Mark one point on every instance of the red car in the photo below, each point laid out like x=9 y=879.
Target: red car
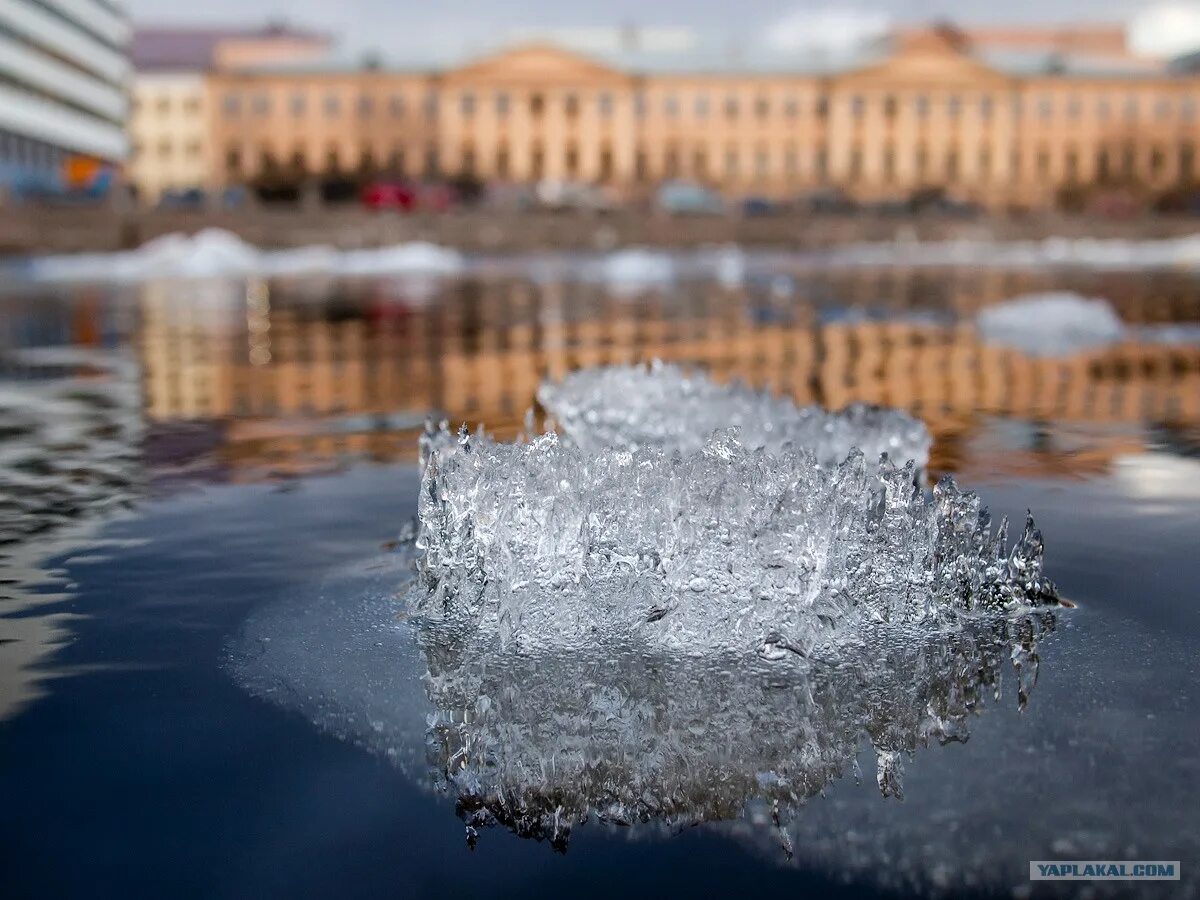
x=389 y=196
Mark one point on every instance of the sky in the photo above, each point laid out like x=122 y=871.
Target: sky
x=451 y=28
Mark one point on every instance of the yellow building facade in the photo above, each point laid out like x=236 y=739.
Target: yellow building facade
x=927 y=111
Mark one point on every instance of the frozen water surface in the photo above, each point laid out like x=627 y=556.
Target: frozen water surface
x=663 y=406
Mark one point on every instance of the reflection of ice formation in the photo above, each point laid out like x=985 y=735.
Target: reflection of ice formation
x=540 y=744
x=629 y=407
x=545 y=544
x=1056 y=324
x=215 y=252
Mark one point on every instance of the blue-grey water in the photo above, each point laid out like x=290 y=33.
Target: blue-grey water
x=199 y=489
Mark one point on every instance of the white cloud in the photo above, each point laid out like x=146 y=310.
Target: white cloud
x=827 y=30
x=1165 y=30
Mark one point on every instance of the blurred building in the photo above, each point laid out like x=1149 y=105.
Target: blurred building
x=63 y=95
x=171 y=120
x=1000 y=117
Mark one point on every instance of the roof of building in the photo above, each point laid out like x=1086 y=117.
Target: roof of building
x=192 y=48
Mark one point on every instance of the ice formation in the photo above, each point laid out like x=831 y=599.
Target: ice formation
x=550 y=545
x=539 y=745
x=215 y=252
x=631 y=407
x=1056 y=324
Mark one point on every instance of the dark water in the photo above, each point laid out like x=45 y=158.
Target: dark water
x=179 y=460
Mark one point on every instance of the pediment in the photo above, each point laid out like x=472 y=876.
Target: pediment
x=928 y=60
x=537 y=64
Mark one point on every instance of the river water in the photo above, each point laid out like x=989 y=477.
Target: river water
x=204 y=690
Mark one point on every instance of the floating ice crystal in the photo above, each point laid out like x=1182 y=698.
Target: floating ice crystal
x=630 y=407
x=541 y=744
x=547 y=544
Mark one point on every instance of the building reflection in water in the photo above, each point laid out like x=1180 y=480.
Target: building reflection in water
x=301 y=375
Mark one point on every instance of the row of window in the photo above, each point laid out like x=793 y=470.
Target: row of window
x=166 y=105
x=1131 y=107
x=1109 y=162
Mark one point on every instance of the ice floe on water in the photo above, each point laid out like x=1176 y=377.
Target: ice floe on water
x=1055 y=324
x=664 y=406
x=659 y=628
x=215 y=252
x=546 y=545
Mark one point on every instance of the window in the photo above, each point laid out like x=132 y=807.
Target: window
x=856 y=162
x=671 y=162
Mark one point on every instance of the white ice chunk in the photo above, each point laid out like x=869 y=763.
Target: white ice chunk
x=1055 y=324
x=667 y=407
x=547 y=544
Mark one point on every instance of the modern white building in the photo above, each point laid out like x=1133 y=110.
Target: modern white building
x=64 y=83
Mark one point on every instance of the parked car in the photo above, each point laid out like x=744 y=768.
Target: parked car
x=754 y=207
x=575 y=196
x=689 y=198
x=828 y=201
x=389 y=196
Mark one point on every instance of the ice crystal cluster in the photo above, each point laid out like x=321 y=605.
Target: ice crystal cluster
x=546 y=544
x=540 y=744
x=663 y=406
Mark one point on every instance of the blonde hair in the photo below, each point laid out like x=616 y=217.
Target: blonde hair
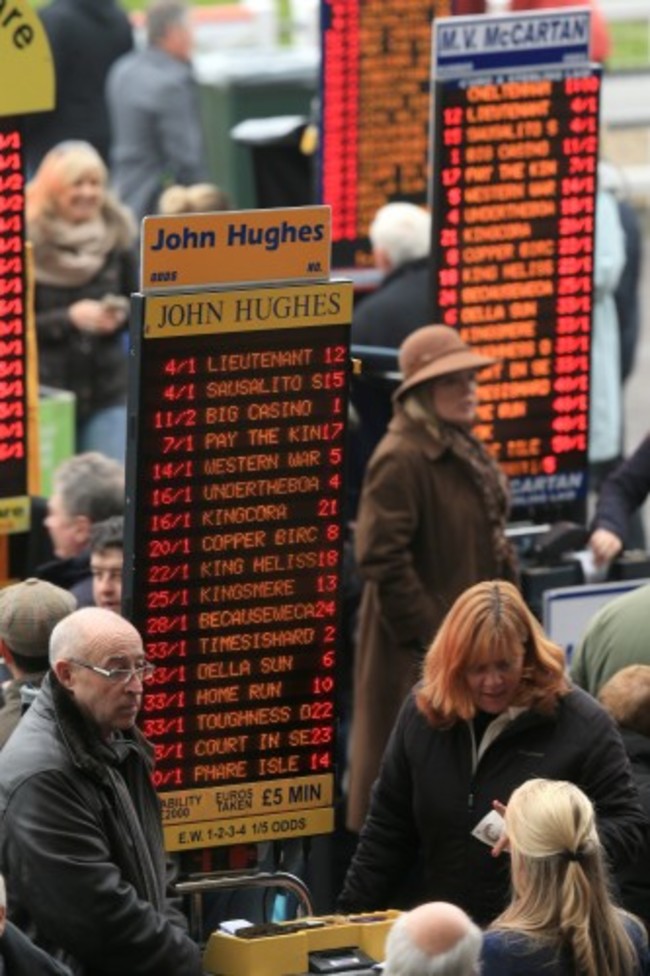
━━━━━━━━━━━━━━━━━━━━
Required task:
Copy every item above word for word, and leave the pictures out.

Response to this task:
Mark one point on every instance of the red car in the photo below, each point laid out like x=9 y=879.
Target: red car
x=389 y=196
Mark one point on every instance of the sky in the photo above, each point laid out like x=122 y=871.
Target: sky
x=451 y=28
Mark one point on every instance of the yellow building facade in the photo above, each point laid out like x=236 y=739.
Target: yellow building facade
x=927 y=111
Mark one point on every instance of the frozen water surface in the photo above, each point laid out like x=627 y=556.
Target: frozen water surface
x=663 y=406
Mark one point on every instance of the reflection of ice formation in the photo above, each point laid out like x=985 y=735.
Target: reflection of ice formation
x=540 y=744
x=629 y=407
x=545 y=544
x=1056 y=324
x=215 y=252
Mark one point on every instance of the blue-grey water in the photo above, each point laid out like x=290 y=33.
Target: blue-grey water
x=199 y=489
Mark one point on every instance of the white cloud in the photo above, each point laid out like x=146 y=310.
Target: white cloud
x=827 y=30
x=1165 y=30
Mark one point on every instance of the blurred building in the photo above, each point laid out like x=1149 y=105.
Target: blurred building
x=63 y=95
x=171 y=120
x=1000 y=117
Mark one point on every instance of the roof of building in the photo above, each point laid out like x=1086 y=117.
Target: roof of building
x=192 y=48
Mark one point on every instance of the ice formation in the photo above, each point laid out like x=831 y=599.
Target: ice formation
x=550 y=545
x=539 y=745
x=215 y=252
x=631 y=407
x=1056 y=324
Mark one point on every instance of the dark water in the photo above, each point laid out like x=45 y=158.
Target: dark water
x=179 y=460
Mark one point on every instance of the pediment in the photo above, each point laid out like x=472 y=876.
Target: pediment
x=928 y=60
x=537 y=64
Mark one point on every instance of the river water in the photo above, each point laid out like x=989 y=477.
Target: river water
x=204 y=690
Mark one point on every instance of the floating ice crystal in the photo above, each point laid out like x=1182 y=698.
Target: floating ice crystal
x=630 y=407
x=541 y=744
x=547 y=544
Mark one point on every instance of the building reflection in water in the photo above, each point laid out like x=1180 y=480.
Target: building reflection in water
x=301 y=375
Mark one point on every instance of the row of window in the photo above, each point laid out like x=793 y=470.
Target: row of window
x=166 y=105
x=1131 y=107
x=1109 y=162
Mark one point on every instance of the ice floe on water in the photo above, each point laid out like x=1176 y=377.
Target: ice floe on water
x=1055 y=324
x=664 y=406
x=659 y=628
x=215 y=252
x=546 y=545
Mark one point on every instance of the window in the photo above, each point laid out like x=132 y=807.
Target: window
x=856 y=162
x=671 y=162
Mark one point on every instance of the white ice chunk in the photo above, each point laid out like x=869 y=763.
Target: white ice chunk
x=1055 y=324
x=667 y=407
x=547 y=544
Mark one point on every instance of the modern white building in the photo above, each point laid out like x=1133 y=110.
Target: modern white building
x=64 y=83
Mark one point on every instance of the parked car in the photo above, each point laid out like x=744 y=768.
Target: parked car
x=754 y=207
x=575 y=196
x=689 y=198
x=828 y=201
x=389 y=196
Mark one point on every instance of the ice crystal cluster in the photo above, each point laid out like x=321 y=605.
Target: ice crystal cluster
x=546 y=544
x=540 y=744
x=663 y=406
Mark one point on every instance of the blonde hair in the photo below, each point laid out like x=616 y=217.
Target: blonde hair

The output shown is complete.